** START Stored rows **

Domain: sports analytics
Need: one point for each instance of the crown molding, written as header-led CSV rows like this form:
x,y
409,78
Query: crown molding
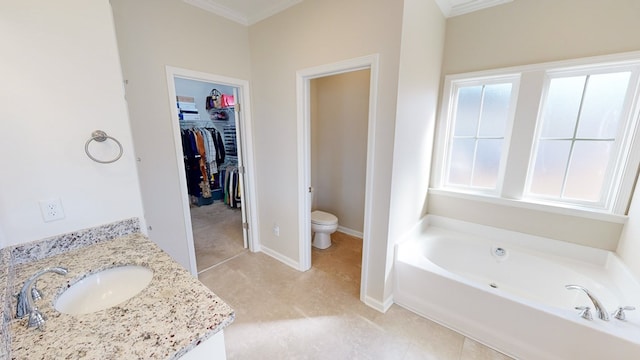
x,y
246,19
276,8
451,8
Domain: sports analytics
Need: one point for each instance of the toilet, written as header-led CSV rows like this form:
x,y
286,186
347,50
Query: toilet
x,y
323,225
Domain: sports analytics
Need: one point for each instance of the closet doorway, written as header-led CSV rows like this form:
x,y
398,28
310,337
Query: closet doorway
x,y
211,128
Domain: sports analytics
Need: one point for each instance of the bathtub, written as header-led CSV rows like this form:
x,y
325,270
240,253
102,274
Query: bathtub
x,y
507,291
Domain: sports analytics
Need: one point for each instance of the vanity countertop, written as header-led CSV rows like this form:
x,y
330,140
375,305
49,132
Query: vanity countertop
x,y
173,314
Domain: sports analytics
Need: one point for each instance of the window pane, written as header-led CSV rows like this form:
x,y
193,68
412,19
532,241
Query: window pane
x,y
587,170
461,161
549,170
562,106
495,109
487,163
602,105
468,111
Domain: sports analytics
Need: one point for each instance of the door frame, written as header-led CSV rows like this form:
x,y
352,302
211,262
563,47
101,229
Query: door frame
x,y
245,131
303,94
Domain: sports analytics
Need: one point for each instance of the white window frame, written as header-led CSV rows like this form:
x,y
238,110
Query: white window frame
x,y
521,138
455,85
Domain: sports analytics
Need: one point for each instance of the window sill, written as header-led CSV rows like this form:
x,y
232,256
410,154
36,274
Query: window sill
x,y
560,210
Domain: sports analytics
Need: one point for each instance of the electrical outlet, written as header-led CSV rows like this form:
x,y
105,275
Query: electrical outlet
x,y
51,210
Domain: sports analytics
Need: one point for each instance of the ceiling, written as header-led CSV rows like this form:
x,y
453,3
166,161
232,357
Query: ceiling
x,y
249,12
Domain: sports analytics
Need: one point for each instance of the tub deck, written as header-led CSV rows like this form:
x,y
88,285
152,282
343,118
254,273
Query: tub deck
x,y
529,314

** END Stored rows **
** START Stored rows **

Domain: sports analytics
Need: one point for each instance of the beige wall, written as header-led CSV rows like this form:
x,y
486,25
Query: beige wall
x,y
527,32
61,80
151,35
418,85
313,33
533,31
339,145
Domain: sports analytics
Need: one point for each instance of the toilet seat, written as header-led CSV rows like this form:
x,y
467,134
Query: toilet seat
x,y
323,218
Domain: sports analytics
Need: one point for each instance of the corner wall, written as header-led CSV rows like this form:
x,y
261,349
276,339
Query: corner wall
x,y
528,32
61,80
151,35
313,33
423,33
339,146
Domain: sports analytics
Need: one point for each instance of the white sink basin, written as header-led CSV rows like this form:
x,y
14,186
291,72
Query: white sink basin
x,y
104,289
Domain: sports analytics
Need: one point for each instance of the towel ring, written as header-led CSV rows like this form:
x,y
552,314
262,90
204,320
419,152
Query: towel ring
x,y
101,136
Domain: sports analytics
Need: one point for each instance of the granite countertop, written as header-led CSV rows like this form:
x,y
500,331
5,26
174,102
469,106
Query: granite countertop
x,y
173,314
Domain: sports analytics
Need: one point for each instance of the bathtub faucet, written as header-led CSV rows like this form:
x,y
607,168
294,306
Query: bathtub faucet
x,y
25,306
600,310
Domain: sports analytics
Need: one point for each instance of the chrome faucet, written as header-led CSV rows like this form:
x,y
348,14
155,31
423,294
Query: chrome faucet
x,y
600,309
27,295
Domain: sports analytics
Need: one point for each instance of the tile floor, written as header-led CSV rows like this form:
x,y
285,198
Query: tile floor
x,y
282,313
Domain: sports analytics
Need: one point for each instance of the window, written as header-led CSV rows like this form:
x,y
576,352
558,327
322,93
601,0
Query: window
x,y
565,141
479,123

** END Stored rows **
** START Stored rows **

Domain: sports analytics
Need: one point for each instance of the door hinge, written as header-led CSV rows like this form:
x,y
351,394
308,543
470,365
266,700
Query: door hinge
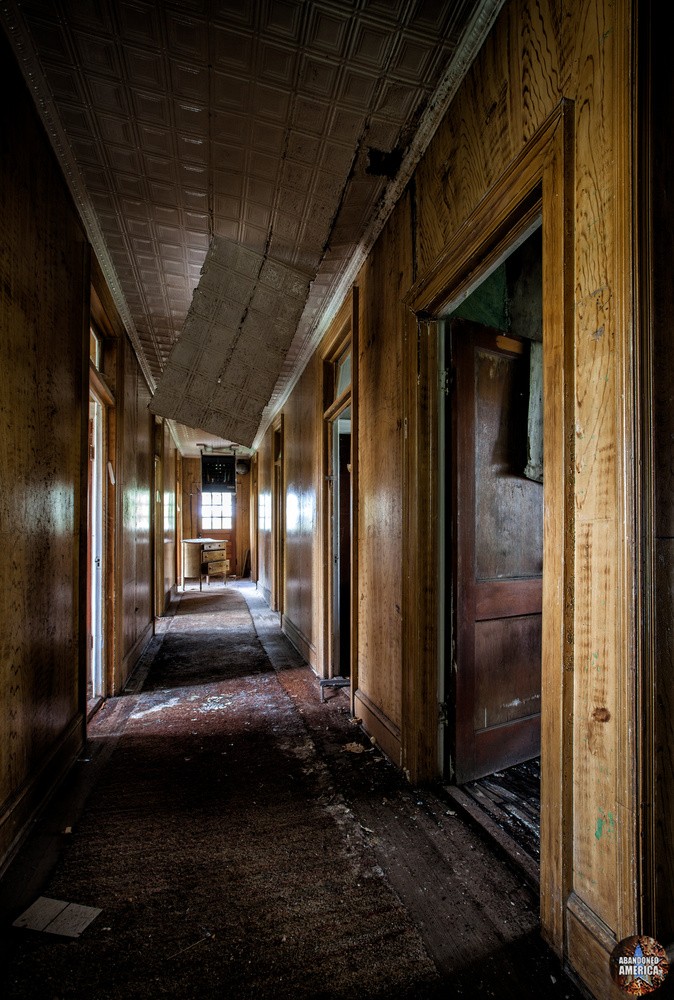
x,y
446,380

** END Stored rows **

**Challenge**
Please extract each line of the listing above that contains the string "chrome", treating uppercase and lowercase as different.

**Answer**
Need: one point for each instance of the chrome faucet, written as header-led CSV rows like this form:
Query: chrome faucet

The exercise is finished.